Task statement -> Restate each entry word for word, leaving nothing out.

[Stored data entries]
▼
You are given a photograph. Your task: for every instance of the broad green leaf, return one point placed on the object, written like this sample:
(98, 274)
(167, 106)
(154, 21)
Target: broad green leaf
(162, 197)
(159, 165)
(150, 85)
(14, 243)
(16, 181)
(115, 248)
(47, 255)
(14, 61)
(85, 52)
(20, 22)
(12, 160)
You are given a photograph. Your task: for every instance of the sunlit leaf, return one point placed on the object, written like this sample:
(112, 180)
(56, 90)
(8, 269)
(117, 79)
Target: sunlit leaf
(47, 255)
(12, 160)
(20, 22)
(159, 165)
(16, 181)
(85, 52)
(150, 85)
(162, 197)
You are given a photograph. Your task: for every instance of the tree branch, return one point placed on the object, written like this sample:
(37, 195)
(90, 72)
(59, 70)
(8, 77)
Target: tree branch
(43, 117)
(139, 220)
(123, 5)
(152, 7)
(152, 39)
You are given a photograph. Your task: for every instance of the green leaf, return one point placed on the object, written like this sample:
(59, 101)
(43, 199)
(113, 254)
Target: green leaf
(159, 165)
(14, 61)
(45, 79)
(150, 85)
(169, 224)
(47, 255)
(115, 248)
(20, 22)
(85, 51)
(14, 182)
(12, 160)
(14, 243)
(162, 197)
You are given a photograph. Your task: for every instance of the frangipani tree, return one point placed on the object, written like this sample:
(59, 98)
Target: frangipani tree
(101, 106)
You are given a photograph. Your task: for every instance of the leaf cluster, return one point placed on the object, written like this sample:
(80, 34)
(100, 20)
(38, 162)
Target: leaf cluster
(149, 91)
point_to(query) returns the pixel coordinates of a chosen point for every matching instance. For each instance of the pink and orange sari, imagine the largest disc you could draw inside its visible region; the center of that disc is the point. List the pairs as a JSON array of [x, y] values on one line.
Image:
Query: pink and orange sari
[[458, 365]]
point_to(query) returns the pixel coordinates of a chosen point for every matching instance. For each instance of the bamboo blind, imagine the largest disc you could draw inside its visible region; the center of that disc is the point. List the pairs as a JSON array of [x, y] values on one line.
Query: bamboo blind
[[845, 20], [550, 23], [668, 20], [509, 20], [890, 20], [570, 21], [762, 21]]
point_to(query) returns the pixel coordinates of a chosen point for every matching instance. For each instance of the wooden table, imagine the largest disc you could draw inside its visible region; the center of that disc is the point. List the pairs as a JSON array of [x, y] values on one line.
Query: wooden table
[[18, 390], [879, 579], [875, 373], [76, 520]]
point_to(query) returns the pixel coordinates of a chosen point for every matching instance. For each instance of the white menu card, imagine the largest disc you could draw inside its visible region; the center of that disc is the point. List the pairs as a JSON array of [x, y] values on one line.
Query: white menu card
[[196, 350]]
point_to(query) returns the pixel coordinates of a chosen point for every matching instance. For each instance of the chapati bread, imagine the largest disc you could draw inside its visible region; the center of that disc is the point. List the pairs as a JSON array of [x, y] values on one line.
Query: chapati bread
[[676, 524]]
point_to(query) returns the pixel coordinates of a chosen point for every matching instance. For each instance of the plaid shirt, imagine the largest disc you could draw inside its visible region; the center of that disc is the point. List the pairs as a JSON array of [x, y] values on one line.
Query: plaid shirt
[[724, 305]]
▲
Answer for this exercise ->
You are given a photograph. Your task: for every instance of the broad green leaf, return one point placed on the object, written like this sample:
(98, 274)
(167, 106)
(154, 21)
Target: broad green leaf
(162, 197)
(159, 165)
(150, 85)
(14, 243)
(16, 181)
(115, 248)
(47, 255)
(14, 61)
(85, 52)
(20, 22)
(12, 160)
You are given a photograph. Your task: for every instance of the sunlit leaf, return one point placed on the object, written like this sample:
(112, 180)
(56, 90)
(8, 269)
(117, 79)
Target: sunlit leaf
(47, 255)
(12, 160)
(20, 22)
(159, 165)
(16, 181)
(85, 52)
(150, 85)
(162, 197)
You are given a photograph. Your task: for every instance of the tree branch, return one point placed on the object, written like this sample:
(37, 195)
(90, 72)
(59, 70)
(8, 77)
Target: tree branch
(43, 117)
(139, 220)
(123, 5)
(152, 7)
(152, 39)
You are given a photograph. Your task: for every instance of the green leaf, return one point placed on the object, written like this sample:
(59, 101)
(43, 199)
(113, 254)
Target: green leaf
(159, 165)
(14, 61)
(45, 79)
(150, 85)
(169, 224)
(47, 255)
(115, 248)
(20, 22)
(85, 51)
(14, 182)
(12, 160)
(14, 243)
(162, 197)
You are given a photograph. Your task: for every instance of the frangipani tree, return one point placed on the object, written like this sample:
(59, 98)
Target: frangipani tree
(101, 106)
You are given a photograph. Your task: for every instance of the leaf cluster, return one point placed on the object, written like this sample:
(80, 34)
(100, 20)
(38, 162)
Target: leaf cluster
(149, 91)
point_to(query) returns the pixel coordinates of a chosen point for every matching instance. For each instance of the pink and orange sari, imagine the largest disc you could draw inside its visible region; the center of that disc is the point. List the pairs as a JSON array of [x, y] values on one line.
Image:
Query: pink and orange sari
[[458, 365]]
point_to(query) returns the pixel coordinates of a chosen point for every matching instance. For each instance of the bamboo blind, imagine the largest disc you could draw inside its visible region; the center of that disc is the point. List the pairs as a JSON array of [x, y] values on one line.
Query: bamboo blind
[[845, 20], [550, 23], [668, 20], [509, 20], [890, 20], [570, 21], [762, 21]]
point_to(query) returns the pixel coordinates of a chosen point for every matching instance. For each instance of the wooden table, imagine the largest disc you could draw inside its visible region; the center of that disc is the point. List the pairs as a JSON array of [x, y] values on one line.
Query: wooden table
[[18, 390], [879, 579], [875, 373], [76, 520]]
point_to(query) returns the pixel coordinates of a chosen point for every matching instance. For each instance of the white menu card, imagine the largest disc you could draw inside its visible region; the center of that disc is the point. List the pairs as a JSON array of [x, y] values on one line.
Query: white menu card
[[196, 350]]
point_to(query) returns the pixel coordinates of a chosen point for every matching instance. For each instance of the chapati bread, imagine the largest disc you could draw inside its visible region; the center of that disc is the point. List the pairs as a JSON array of [x, y] values on one line.
Query: chapati bread
[[676, 524]]
point_to(query) returns the pixel coordinates of a chosen point for every matching instance. For each instance of the plaid shirt, imagine the largest disc you could draw inside its visible region; the center of that disc is the point. List the pairs as a JSON array of [x, y] values on one line.
Query: plaid shirt
[[724, 305]]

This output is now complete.